29 декабря 1935 года в Ленинграде родился Евгений Борисович Рейн. «На мой взгляд, Рейн наиболее значительный поэт нашего поколения, то есть поколения, к которому я принадлежу…» — так писал о Рейне нобелевский лауреат Иосиф Бродский… Поэт милостью Божьей — бурлящий стихом и в жизни удивительно на свои стихи похожий — Евгений Рейн — один из самых замечательных поэтов современной России.
Рейн и Бродский
За последние годы у Рейна вышло много книг – назовем основные: издание нью-йоркского "Эрмитажа" — избранное "Против часовой стрелки" (1991) с предисловием Иосифа Бродского; сборник "Нежносмо..." (М., 1992) с иллюстрациями Александра Харитонова; книга поэм "Предсказание" (М., 1993), книга итальянских стихов «Сапожок» (М., 1994), сборник «Балкон» (М., «Арион», 1998), книга «Арка над водой» (М., Олимп-Астрель-АСТ, 2000), соединившая стихи хрестоматийно отобранные и совсем свежие, книга мемуарной прозы «Заметки марафонца: неканонические мемуары» («У-Фактория», 2003).

ЗАДАНИЯ
1/ Ответьте на вопросы по тексту о Евгении Рейне:
(a) Когда и в каком городе родился Рейн?
(b) Какое издательство выпустило избранное «Против часовой стрелки»?
(c) В каком году вышла книга поэм «Предсказание»?
2/ Определите, согласуется ли каждое утверждение с текстом о Евгении Рейне, и подтвердите ответ точной цитатой:
(a) Предисловие к книге «Против часовой стрелки» написал Иосиф Бродский.
(b) Сборник «Балкон» вышел в 2000 году.
(c) Книга «Сапожок» составлена из итальянских стихов.
3/ Подхватите текст о Евгении Рейне и продолжите его сразу после последнего предложения.
Позиции, приведённые далее, для работы с текстом не используются.

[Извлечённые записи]
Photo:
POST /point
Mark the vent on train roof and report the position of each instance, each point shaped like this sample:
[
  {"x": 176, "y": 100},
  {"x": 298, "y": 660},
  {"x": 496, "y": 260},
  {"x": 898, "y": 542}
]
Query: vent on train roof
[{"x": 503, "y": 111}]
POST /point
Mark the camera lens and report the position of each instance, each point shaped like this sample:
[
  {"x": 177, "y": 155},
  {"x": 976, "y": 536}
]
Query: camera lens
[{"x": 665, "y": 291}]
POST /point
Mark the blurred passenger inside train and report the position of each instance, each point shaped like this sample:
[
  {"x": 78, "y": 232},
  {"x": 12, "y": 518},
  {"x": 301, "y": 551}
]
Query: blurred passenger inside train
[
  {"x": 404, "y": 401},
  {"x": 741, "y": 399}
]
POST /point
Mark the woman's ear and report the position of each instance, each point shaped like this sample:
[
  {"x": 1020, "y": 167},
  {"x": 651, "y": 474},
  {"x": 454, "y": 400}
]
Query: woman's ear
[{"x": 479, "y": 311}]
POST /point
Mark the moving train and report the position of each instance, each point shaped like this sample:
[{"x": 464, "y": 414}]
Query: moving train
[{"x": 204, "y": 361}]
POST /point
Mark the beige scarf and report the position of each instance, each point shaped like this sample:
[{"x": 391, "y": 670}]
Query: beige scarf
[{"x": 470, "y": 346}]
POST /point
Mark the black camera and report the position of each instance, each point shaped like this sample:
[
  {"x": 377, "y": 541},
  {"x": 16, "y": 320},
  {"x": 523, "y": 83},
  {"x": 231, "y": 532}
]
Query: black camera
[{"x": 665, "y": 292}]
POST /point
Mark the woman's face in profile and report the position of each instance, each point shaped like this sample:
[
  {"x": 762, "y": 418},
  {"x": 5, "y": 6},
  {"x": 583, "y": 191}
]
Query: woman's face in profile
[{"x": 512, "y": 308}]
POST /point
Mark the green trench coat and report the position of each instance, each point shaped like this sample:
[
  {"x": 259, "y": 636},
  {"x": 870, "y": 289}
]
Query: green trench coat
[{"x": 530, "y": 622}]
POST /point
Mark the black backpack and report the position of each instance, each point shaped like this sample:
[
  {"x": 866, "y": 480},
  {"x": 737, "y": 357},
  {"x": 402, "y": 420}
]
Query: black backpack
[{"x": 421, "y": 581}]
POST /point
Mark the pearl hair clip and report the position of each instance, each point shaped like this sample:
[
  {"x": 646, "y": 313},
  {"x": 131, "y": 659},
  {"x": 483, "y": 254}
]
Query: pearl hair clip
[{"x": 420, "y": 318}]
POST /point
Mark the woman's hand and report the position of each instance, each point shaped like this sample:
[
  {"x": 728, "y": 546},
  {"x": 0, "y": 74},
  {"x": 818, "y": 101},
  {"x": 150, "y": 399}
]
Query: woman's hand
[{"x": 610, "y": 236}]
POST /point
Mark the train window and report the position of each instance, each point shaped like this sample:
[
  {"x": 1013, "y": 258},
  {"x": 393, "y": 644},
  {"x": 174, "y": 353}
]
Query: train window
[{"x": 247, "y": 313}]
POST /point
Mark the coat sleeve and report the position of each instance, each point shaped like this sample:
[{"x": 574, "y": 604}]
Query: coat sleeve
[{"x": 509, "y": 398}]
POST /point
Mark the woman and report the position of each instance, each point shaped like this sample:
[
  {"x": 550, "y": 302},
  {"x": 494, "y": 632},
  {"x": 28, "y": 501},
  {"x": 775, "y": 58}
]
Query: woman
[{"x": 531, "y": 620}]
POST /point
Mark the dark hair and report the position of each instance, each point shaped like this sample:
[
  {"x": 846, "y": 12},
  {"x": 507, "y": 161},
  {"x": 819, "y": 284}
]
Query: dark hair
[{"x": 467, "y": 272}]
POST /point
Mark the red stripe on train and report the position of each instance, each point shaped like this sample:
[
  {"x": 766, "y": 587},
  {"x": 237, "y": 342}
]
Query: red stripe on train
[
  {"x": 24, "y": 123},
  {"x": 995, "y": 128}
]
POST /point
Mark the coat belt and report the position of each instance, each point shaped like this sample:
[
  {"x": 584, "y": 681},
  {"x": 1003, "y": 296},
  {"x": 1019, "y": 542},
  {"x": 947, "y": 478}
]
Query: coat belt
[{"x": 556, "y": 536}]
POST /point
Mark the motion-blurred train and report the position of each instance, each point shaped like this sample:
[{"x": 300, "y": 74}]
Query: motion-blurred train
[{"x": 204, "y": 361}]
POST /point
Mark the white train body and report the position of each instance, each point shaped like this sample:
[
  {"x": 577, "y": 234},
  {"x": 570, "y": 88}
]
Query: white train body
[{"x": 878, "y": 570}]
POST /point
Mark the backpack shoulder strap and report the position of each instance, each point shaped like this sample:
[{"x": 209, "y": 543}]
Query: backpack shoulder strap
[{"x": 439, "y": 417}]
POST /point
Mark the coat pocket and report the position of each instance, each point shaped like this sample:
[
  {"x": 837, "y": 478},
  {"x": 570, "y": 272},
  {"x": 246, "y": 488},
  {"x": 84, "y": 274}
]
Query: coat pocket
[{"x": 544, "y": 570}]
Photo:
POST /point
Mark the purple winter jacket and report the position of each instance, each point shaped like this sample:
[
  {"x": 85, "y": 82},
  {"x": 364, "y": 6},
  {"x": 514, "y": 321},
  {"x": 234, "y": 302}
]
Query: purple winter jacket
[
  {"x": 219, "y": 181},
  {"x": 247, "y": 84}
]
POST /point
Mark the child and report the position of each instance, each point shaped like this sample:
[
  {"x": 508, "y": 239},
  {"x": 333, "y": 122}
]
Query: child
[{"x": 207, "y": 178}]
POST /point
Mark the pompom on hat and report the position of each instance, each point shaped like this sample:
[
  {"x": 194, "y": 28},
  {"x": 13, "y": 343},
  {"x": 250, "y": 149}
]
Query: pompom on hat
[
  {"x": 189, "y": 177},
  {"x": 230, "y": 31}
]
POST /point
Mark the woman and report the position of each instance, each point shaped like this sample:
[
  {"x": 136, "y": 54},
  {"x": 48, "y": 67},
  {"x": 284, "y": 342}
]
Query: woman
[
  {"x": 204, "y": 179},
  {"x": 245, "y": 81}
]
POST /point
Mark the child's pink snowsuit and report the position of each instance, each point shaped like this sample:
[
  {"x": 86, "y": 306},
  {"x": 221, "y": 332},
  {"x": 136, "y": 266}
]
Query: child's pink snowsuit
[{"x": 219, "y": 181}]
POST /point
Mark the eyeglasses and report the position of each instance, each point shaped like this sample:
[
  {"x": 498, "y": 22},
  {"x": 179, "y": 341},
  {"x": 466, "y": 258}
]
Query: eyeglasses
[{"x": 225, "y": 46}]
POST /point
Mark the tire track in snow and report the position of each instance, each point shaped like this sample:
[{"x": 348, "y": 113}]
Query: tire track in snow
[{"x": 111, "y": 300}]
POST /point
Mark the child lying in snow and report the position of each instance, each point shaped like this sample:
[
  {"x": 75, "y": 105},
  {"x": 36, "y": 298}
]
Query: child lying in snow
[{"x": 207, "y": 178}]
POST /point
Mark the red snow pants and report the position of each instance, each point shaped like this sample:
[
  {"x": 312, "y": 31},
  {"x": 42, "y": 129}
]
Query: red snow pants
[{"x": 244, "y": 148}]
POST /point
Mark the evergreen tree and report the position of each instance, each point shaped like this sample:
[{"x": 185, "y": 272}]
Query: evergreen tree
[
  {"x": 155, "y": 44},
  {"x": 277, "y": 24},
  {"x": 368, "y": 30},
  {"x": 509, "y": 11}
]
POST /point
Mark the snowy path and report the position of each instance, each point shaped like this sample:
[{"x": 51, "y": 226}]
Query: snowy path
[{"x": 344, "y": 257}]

ОТВЕТЫ К ЗАДАНИЯМ
1/
(a) 29 декабря 1935 года, в Ленинграде.
(b) Нью-йоркский «Эрмитаж».
(c) В 1993 году.

2/
(a) Да: «избранное "Против часовой стрелки" (1991) с предисловием Иосифа Бродского».
(b) Нет: «сборник «Балкон» (М., «Арион», 1998)».
(c) Да: «книга итальянских стихов «Сапожок» (М., 1994)».

3/
Как известно, справедливое признание пришло к Евгению Рейну поздно. (Первая книга «Имена мостов» вышла в 1983 году, когда поэту было 49 лет). Рейн – поэт редчайшей одаренности – испытывал свой сокровенный талант журналистской, сценарной и прочей литературной поденщиной.
Сохранить себя как поэта Рейну – помимо дара и интеллекта – помогло вечное спасительное детство, которое и на склоне лет отличает подлинного художника от дошлого приспособленца-имитатора. Причем детство это было неблагостным, сиротским, сразу угодившим во всенародную трагедию, о чем поэт, сочетая первозданную свежесть зрения и горестную зрелость ретроспекции, напишет в пронзительном наброске «Сорок первый» (названье, как это часто бывает у Рейна, полемически отсылает нас к кинематографу):
…Был мой папа архитектор,
был мой дядя неудачник…
Папа был убит под Псковом,
без ноги вернулся дядя.
Мы стояли на платформе…
В сорок первом… в Ленинграде…
Вот откуда родом этот поэт: такова его пожизненная платформа.
Внутренне одинокий, ибо остро единственный, автогерой Рейна редко предстает в одиночестве: он всегда в кругу людей, в толпе, на торжище, на площади, в переулке. Он независим и в то же время не отторжим от замученной хозяевами человеческой общности:
Зачем же врать – я шел со всеми,
Безумен, счастлив, неуклюж!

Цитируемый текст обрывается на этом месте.